== Source extract ==
- - - - -

Appellant Giorgio Penco appeals from a judgment entered May 10, 1978 in the Southern District of New York, after a jury trial before Lee P. Gagliardi, District Judge, convicting him of conspiring to violate the federal narcotics laws (Count One) in violation of 21 U.S.C. § 846 (1976), and distributing cocaine and possessing it with intent to distribute (Count Two) in violation of 21 U.S.C. §§ 812 and 841 (1976).1 The questions on appeal all relate to the district court's denial, after a hearing, of appellant's pre-trial motion to suppress 1.2 kilograms of cocaine seized without a warrant from the apartment of Leslie Duverglas (a co-defendant and co-conspirator) at the time of the latter's arrest on January 31, 1978. Specifically, the questions presented are (1) whether Penco has standing to assert violations of his constitutional rights with respect to the seizure of cocaine from Duverglas' apartment, and (2) if Penco has standing, whether the seizure of the cocaine was in violation of the Fourth Amendment. For the reasons below, we affirm.

I.

2

This case stems from the efforts of the federal Drug Enforcement Administration (DEA) to put Penco, Leslie Duverglas, Patrice Mespoulede and others out of the business in which the DEA believed they were engaged the sale of multi-kilogram quantities of cocaine. Toward that end, the DEA employed as an informant one Dennis Solovay, who himself had been arrested on federal narcotics charges.

3

One of the individuals to whom Solovay had sold cocaine was Mespoulede, who shared an apartment at 210 Central Park South in Manhattan with Duverglas and the latter's girl friend, Amy Bonk. On October 25, 1977 Mespoulede introduced Solovay to Duverglas at the Studio 54 discotheque in Manhattan. Duverglas later confided to Solovay, according to the latter's testimony at trial, that Duverglas and Mespoulede were partners in a cocaine operation.

- - - - -

== Instructions for the task ==
According to the court opinion, on what date was the judgment against Giorgio Penco entered? Rely only on the court opinion above.

- - - - -

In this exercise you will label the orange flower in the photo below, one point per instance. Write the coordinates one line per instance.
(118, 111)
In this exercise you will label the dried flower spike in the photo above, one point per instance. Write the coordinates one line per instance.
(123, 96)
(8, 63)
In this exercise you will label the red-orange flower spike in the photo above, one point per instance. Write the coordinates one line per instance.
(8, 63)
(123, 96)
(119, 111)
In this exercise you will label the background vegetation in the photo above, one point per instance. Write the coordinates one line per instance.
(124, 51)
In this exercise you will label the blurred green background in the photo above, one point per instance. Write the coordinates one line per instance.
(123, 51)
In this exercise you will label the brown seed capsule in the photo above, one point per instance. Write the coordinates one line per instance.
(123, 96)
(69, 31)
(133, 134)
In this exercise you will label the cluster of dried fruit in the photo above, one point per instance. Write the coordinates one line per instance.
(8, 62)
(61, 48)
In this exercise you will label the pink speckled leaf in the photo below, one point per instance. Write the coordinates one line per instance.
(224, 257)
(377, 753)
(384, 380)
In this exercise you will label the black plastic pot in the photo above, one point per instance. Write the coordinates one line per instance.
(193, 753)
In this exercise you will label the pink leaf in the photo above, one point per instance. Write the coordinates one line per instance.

- - - - -

== Exercise answer ==
May 10, 1978